Point-per-instance localization data:
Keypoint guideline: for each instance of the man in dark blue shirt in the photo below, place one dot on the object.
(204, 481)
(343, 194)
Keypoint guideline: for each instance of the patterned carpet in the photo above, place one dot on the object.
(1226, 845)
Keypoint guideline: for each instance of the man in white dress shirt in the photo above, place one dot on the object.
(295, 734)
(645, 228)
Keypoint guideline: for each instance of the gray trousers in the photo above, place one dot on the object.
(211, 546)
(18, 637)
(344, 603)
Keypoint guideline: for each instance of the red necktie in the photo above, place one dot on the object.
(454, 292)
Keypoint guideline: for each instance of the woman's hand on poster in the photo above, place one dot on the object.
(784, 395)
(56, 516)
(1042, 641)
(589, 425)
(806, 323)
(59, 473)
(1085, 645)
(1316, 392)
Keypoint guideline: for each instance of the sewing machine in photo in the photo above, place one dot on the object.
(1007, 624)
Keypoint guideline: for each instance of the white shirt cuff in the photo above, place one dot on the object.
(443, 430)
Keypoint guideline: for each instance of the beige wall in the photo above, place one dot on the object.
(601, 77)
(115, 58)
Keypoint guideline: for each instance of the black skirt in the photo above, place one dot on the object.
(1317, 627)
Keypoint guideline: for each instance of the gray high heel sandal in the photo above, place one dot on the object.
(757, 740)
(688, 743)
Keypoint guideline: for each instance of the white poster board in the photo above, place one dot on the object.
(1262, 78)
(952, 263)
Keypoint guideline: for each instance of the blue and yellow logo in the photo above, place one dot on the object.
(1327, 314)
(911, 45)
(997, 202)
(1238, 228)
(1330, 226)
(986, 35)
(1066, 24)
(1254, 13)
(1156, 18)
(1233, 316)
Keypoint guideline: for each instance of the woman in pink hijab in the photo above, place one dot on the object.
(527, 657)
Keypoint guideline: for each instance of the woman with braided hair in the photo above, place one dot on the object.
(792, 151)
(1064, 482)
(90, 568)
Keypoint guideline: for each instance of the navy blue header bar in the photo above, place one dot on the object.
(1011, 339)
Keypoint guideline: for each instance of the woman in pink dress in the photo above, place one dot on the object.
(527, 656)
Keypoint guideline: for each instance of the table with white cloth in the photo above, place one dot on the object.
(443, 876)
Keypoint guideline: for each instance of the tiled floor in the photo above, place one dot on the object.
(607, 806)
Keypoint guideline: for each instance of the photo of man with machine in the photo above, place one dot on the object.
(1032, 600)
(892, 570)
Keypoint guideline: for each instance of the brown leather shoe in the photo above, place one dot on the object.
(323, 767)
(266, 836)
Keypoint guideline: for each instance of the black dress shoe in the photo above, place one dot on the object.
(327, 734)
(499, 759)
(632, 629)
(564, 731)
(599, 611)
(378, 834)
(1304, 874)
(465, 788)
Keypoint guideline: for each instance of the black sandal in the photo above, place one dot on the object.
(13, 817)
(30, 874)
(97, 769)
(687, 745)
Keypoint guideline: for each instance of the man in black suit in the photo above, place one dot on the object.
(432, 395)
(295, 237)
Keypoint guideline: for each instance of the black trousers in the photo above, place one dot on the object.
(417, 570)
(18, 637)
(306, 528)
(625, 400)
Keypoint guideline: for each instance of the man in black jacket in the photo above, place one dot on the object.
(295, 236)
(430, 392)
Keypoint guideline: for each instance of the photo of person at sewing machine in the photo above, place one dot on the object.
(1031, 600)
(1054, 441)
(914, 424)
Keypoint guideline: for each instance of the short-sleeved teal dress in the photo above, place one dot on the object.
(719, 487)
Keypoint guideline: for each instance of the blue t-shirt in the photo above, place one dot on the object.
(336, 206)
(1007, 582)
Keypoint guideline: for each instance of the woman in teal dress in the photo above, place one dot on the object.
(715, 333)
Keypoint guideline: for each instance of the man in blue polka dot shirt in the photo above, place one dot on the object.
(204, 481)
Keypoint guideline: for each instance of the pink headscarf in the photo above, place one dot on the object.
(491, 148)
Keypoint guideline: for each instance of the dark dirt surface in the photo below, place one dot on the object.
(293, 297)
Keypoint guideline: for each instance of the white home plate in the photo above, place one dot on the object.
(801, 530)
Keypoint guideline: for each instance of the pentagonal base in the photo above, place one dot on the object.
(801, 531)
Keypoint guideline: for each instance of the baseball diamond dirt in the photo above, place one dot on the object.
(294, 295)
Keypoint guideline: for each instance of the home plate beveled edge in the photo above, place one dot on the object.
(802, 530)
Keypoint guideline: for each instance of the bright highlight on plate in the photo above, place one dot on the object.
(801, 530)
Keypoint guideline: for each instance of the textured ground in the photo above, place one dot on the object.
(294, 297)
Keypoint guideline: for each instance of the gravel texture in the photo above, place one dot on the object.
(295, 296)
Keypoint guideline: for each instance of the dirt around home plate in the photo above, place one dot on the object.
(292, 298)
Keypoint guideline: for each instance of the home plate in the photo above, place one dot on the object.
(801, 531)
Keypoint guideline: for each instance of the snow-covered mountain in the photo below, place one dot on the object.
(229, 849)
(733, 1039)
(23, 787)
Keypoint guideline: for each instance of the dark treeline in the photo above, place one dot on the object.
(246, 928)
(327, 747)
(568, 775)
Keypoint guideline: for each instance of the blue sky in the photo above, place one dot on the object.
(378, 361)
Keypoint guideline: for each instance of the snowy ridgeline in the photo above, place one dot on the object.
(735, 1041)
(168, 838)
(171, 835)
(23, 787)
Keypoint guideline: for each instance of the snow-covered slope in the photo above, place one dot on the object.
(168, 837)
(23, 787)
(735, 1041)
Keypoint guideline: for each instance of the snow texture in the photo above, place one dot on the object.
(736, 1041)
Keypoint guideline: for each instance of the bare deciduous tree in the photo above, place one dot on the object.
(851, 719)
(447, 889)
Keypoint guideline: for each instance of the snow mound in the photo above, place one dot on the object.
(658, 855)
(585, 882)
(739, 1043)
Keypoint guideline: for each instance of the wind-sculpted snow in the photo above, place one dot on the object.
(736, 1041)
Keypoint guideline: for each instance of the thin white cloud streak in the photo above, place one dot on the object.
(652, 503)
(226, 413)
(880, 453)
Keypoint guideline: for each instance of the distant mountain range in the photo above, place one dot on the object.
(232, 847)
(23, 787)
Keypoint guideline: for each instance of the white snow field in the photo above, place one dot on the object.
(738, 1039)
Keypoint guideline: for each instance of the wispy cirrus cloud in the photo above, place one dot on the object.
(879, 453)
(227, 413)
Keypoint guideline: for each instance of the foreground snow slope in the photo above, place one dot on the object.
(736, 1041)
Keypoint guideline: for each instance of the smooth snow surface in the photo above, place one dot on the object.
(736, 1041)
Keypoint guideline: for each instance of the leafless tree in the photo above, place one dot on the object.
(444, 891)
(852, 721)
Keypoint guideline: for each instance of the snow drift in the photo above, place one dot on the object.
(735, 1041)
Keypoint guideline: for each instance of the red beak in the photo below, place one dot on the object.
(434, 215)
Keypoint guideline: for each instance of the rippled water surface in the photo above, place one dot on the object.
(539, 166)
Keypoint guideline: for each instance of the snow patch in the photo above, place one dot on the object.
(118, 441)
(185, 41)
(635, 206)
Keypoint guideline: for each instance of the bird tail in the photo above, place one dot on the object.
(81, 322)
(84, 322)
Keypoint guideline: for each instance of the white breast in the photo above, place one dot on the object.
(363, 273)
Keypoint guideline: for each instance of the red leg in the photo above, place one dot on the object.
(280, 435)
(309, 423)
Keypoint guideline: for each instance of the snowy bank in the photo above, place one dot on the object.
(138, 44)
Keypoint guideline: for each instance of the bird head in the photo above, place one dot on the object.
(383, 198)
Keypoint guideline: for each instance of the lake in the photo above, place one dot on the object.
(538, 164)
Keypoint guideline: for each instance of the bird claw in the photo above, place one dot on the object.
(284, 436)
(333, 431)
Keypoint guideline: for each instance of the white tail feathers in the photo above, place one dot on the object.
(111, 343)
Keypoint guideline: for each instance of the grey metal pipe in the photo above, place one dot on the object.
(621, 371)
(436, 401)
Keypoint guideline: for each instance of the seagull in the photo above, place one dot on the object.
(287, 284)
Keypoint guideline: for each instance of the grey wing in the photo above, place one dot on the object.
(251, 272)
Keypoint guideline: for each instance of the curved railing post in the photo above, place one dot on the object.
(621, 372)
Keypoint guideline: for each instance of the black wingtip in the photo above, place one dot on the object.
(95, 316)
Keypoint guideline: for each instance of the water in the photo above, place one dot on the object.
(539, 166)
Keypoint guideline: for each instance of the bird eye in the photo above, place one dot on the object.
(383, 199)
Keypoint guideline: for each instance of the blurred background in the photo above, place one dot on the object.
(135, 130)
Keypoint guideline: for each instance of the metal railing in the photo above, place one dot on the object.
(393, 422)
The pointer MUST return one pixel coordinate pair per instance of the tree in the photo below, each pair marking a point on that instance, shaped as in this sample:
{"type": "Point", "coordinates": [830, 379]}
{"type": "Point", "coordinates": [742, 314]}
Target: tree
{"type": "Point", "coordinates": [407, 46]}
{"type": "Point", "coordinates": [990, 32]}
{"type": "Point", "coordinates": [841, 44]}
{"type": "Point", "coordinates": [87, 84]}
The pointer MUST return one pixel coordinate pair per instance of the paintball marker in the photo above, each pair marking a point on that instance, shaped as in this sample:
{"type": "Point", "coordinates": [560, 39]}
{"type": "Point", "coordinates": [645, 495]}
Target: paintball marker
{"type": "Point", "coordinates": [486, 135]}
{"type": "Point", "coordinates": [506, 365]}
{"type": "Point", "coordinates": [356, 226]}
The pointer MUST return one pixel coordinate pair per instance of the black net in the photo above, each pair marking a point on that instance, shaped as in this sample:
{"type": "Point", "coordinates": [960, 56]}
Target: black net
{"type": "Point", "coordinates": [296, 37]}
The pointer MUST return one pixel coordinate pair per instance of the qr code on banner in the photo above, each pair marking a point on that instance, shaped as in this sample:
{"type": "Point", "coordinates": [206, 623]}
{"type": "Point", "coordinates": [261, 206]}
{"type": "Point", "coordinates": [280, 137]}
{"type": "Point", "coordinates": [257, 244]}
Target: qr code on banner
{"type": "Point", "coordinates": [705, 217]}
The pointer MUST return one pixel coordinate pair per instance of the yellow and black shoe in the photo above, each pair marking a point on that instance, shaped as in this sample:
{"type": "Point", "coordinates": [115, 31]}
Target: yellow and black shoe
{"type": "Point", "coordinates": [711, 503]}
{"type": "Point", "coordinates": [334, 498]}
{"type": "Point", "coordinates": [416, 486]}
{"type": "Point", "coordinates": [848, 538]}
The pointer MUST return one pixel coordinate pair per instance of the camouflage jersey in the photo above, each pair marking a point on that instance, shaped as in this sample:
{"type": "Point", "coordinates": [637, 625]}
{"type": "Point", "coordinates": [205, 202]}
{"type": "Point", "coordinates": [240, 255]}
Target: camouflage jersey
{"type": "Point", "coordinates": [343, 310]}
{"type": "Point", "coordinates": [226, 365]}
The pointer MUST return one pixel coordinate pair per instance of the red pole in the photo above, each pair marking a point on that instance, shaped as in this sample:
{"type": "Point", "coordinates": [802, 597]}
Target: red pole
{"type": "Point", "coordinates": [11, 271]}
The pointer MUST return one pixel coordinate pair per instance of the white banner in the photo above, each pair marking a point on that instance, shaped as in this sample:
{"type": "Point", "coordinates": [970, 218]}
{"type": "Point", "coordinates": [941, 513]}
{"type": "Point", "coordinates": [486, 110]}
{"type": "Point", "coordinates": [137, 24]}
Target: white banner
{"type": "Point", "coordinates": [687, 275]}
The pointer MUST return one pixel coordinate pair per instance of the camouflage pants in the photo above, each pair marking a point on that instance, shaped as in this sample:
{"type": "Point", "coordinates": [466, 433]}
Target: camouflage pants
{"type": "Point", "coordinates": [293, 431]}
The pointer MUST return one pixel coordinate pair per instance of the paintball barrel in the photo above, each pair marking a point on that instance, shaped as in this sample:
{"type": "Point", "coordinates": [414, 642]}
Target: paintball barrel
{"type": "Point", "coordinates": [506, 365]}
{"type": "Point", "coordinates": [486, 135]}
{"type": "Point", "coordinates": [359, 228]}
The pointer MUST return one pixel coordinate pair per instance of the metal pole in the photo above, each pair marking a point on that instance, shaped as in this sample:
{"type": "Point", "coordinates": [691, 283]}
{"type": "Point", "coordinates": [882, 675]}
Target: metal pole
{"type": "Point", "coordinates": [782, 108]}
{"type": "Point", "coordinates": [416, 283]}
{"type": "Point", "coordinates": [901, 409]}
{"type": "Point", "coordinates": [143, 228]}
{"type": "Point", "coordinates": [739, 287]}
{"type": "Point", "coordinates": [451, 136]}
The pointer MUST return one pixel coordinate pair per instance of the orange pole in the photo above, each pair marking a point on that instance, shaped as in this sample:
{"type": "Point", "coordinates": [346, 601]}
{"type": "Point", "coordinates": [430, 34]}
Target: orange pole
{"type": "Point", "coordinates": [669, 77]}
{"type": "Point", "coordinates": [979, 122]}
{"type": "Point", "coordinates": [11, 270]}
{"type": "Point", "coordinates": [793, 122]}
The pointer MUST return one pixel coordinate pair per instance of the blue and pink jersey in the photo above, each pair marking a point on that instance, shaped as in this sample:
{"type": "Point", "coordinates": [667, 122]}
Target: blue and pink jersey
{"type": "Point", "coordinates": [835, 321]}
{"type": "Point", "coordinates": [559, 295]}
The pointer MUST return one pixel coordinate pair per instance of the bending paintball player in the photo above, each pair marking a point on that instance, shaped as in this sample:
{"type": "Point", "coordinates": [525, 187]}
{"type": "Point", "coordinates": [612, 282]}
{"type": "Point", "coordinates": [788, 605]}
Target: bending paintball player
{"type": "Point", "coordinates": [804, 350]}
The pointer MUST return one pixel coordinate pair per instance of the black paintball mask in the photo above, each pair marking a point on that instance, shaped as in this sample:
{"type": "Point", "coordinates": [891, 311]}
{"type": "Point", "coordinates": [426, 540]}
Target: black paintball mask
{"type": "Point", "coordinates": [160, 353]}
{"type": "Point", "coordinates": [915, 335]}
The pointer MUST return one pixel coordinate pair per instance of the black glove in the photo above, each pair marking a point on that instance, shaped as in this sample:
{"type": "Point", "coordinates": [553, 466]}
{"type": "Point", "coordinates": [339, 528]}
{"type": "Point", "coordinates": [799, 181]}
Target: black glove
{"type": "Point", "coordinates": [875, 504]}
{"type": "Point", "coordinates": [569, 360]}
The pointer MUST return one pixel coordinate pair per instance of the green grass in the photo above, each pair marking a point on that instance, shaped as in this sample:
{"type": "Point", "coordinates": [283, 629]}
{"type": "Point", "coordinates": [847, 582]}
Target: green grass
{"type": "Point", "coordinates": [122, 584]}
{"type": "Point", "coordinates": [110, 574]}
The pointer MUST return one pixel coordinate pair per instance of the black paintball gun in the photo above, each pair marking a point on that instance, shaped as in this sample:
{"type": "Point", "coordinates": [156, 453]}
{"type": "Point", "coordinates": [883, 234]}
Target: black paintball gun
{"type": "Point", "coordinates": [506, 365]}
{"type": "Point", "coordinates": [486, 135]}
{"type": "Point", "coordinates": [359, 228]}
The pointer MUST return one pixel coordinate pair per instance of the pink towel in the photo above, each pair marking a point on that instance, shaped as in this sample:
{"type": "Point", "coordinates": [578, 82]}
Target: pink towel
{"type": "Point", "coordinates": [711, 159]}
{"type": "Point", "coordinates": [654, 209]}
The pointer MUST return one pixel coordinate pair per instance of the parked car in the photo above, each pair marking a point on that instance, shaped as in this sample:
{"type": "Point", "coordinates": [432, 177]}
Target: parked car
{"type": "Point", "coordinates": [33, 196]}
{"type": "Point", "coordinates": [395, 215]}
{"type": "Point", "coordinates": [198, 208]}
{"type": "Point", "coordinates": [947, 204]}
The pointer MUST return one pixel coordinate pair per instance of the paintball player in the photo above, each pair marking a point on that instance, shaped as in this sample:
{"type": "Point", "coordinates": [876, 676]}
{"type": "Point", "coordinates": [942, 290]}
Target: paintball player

* [Task brief] Starting from the line that contains "Target: parked car", give again every line to the last line of the data, exactly. Include nothing else.

* [Response]
Target: parked car
{"type": "Point", "coordinates": [33, 196]}
{"type": "Point", "coordinates": [395, 215]}
{"type": "Point", "coordinates": [198, 208]}
{"type": "Point", "coordinates": [947, 204]}
The pointer MUST return one pixel coordinate pair per instance of the paintball player in the photo above, each pair marking a point on that instance, shaped as in this sample:
{"type": "Point", "coordinates": [876, 676]}
{"type": "Point", "coordinates": [942, 290]}
Target: paintball player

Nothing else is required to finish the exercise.